EXERCISE BRIEF:
Starting with the line that contains "Exercise. Spot the tall", write out each line through the end of the listing, unchanged. Output nothing else.

RECORDS SUPPLIED:
=== Section Start ===

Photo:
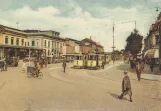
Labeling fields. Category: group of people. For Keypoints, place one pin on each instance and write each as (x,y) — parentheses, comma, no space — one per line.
(126,85)
(139,69)
(37,64)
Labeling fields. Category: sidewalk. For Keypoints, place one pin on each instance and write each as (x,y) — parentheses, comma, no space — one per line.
(148,75)
(151,77)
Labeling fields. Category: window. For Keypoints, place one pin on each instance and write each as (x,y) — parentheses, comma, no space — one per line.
(12,41)
(22,42)
(48,43)
(17,41)
(6,40)
(33,43)
(45,43)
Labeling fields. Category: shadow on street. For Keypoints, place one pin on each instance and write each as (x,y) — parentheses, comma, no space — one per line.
(116,96)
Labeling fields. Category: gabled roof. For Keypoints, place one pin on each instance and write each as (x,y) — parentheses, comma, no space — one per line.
(93,42)
(34,31)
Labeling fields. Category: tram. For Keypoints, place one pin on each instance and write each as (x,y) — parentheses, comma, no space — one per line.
(80,61)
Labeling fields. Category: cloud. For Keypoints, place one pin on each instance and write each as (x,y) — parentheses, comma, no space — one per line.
(78,23)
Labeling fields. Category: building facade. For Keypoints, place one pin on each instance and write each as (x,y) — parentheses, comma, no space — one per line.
(14,43)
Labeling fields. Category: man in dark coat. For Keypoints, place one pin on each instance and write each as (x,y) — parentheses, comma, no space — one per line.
(126,87)
(64,65)
(138,71)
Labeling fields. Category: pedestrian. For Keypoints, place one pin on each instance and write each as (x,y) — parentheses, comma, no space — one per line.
(38,69)
(138,71)
(64,65)
(126,87)
(103,64)
(142,65)
(5,66)
(24,66)
(46,62)
(151,65)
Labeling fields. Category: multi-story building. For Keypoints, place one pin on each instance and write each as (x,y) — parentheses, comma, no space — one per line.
(14,42)
(49,41)
(96,47)
(151,42)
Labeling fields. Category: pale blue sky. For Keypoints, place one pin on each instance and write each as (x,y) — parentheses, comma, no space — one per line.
(82,18)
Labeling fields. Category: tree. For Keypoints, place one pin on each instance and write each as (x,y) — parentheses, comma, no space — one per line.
(134,42)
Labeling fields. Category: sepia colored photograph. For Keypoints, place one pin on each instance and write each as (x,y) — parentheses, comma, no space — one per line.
(80,55)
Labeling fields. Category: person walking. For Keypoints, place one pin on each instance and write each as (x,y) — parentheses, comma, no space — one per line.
(46,62)
(24,66)
(126,87)
(64,65)
(138,71)
(151,65)
(5,66)
(142,65)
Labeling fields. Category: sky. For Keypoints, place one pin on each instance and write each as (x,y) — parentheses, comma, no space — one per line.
(79,19)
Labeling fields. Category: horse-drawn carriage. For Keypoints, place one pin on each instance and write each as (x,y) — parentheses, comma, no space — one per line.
(12,61)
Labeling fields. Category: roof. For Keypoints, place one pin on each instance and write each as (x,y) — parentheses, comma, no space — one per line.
(47,36)
(10,28)
(93,42)
(33,31)
(76,41)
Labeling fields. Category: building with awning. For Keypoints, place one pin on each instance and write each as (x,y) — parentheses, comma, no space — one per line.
(152,53)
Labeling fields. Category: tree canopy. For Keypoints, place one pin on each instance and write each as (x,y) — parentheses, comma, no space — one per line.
(134,42)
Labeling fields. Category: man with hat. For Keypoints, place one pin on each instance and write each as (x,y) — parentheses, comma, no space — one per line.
(126,87)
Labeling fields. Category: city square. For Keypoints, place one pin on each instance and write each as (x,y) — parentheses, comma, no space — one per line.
(77,89)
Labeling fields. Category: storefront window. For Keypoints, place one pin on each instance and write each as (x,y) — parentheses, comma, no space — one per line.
(12,41)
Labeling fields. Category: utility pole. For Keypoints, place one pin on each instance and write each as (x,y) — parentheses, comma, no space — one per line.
(130,21)
(17,24)
(113,47)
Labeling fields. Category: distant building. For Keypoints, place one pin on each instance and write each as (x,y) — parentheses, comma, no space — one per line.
(49,41)
(14,42)
(96,47)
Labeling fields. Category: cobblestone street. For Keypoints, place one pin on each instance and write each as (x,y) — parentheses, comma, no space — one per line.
(76,90)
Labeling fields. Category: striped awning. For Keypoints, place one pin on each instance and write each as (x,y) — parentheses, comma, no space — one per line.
(152,53)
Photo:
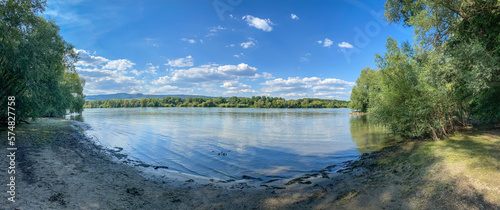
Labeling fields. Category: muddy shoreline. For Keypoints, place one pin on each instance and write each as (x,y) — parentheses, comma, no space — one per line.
(60,168)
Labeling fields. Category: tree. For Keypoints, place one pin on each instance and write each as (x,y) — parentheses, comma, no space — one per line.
(36,64)
(467,32)
(366,87)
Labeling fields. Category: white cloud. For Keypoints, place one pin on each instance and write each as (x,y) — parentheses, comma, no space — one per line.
(120,64)
(103,81)
(215,29)
(151,42)
(238,55)
(248,44)
(190,41)
(345,45)
(263,24)
(85,59)
(327,42)
(152,68)
(181,62)
(305,58)
(206,73)
(267,75)
(235,85)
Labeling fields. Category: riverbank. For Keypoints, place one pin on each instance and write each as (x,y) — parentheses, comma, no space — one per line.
(59,168)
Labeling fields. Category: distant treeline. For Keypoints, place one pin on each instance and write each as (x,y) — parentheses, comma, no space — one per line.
(238,102)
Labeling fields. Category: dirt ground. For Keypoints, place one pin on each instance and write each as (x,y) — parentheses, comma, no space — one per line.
(57,167)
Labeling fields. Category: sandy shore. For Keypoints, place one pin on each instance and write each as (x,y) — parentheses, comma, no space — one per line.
(60,168)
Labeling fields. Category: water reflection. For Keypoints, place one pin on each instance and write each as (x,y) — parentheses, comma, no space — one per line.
(258,142)
(367,136)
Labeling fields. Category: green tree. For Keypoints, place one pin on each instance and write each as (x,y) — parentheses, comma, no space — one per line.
(366,87)
(36,64)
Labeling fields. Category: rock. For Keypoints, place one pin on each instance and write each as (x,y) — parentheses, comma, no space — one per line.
(249,177)
(134,191)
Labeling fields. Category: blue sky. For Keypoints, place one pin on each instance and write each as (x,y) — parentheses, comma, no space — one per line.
(291,49)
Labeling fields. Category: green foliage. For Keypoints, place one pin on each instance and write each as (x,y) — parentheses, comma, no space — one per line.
(451,77)
(36,64)
(237,102)
(366,87)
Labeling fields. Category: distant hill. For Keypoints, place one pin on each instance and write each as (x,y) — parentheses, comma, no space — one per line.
(136,96)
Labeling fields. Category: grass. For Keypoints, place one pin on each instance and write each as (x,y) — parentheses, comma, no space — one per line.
(462,171)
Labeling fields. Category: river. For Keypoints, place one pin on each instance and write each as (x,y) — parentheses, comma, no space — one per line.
(229,143)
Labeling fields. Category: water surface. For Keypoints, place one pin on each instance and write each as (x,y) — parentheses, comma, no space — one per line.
(228,143)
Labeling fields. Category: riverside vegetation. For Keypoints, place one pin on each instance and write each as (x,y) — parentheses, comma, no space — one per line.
(450,76)
(36,64)
(238,102)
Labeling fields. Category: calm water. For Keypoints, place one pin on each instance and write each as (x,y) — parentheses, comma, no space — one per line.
(261,143)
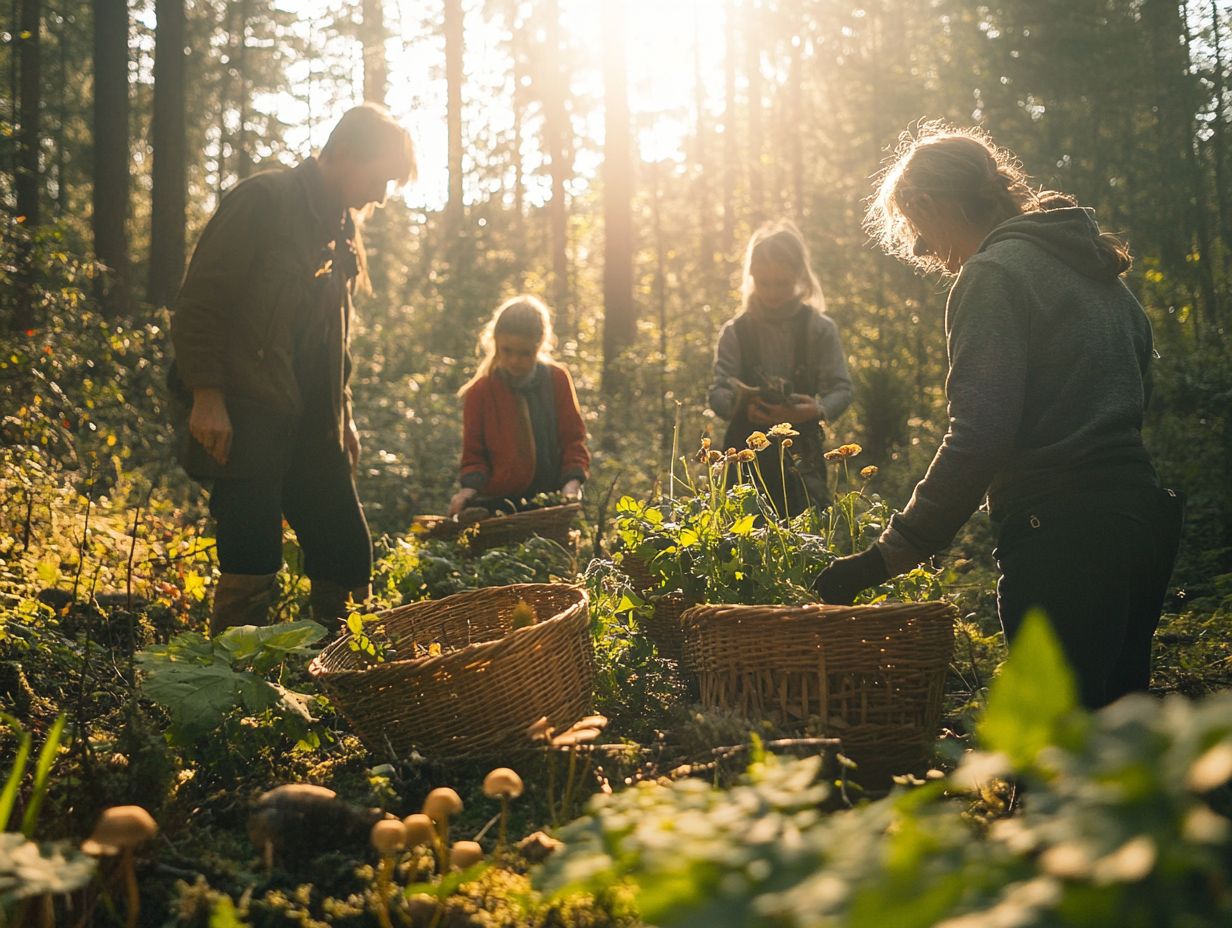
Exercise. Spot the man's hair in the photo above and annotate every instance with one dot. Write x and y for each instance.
(368, 131)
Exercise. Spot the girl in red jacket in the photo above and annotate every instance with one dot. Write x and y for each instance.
(521, 428)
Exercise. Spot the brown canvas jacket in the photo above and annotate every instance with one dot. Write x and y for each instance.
(263, 260)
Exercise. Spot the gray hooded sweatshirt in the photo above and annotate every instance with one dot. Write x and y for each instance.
(1049, 354)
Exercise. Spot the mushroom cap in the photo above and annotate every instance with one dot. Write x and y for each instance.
(419, 830)
(503, 783)
(120, 828)
(465, 853)
(441, 804)
(388, 836)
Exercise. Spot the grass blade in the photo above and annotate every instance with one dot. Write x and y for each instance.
(42, 770)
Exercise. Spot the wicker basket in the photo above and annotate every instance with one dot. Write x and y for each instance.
(490, 682)
(874, 674)
(558, 523)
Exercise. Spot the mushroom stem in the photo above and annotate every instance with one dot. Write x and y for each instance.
(132, 895)
(385, 870)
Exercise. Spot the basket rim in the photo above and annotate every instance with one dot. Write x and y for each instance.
(318, 669)
(434, 521)
(807, 611)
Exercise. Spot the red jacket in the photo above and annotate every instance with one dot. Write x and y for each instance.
(497, 440)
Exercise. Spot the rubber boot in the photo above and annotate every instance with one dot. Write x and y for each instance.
(329, 599)
(242, 599)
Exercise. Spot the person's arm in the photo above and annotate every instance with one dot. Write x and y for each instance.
(727, 369)
(987, 343)
(833, 381)
(476, 467)
(571, 434)
(219, 270)
(987, 339)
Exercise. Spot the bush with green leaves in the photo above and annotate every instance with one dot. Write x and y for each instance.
(1125, 822)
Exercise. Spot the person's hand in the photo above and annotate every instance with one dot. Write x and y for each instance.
(210, 424)
(461, 498)
(842, 581)
(798, 409)
(351, 443)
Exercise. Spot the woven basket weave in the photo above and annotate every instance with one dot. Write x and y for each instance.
(487, 685)
(558, 523)
(875, 675)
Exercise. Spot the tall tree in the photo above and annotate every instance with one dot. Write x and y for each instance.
(376, 67)
(728, 123)
(28, 179)
(111, 155)
(555, 88)
(620, 309)
(453, 53)
(170, 155)
(755, 141)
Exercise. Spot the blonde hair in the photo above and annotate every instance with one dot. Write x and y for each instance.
(955, 173)
(525, 316)
(780, 243)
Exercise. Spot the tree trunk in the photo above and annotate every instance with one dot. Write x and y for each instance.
(453, 48)
(111, 155)
(376, 69)
(28, 173)
(705, 210)
(620, 311)
(243, 147)
(169, 171)
(728, 125)
(753, 73)
(556, 127)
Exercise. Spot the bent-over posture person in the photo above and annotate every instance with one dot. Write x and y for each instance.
(521, 427)
(261, 365)
(1047, 382)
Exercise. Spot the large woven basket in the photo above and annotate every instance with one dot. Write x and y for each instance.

=== Section End ===

WRITTEN SOLUTION:
Exercise. Spot the tall tree in the photo above and annotate every instance with one dot. Write x and y for each instance.
(376, 67)
(728, 123)
(28, 179)
(111, 155)
(555, 88)
(620, 309)
(453, 53)
(170, 155)
(755, 141)
Exercise. Spot the blonde hair in the photo above and annotate every instance with one dot. Write x and y for each instance.
(955, 173)
(525, 316)
(780, 243)
Exercise. Spot the tree trunk in the photo above and annotate every instance with one dot. Write x and y for each instance.
(453, 48)
(111, 155)
(376, 69)
(28, 173)
(705, 210)
(620, 311)
(243, 147)
(169, 171)
(728, 125)
(753, 73)
(556, 127)
Exercise. Spot the bent-over posture person in the photo above and annotate every instance with one dot. Write x and y for each instance.
(521, 427)
(261, 365)
(1047, 382)
Exercise. Spot the large woven basket in the photo above and annotate every instance with one dot. Write x and y for each instance.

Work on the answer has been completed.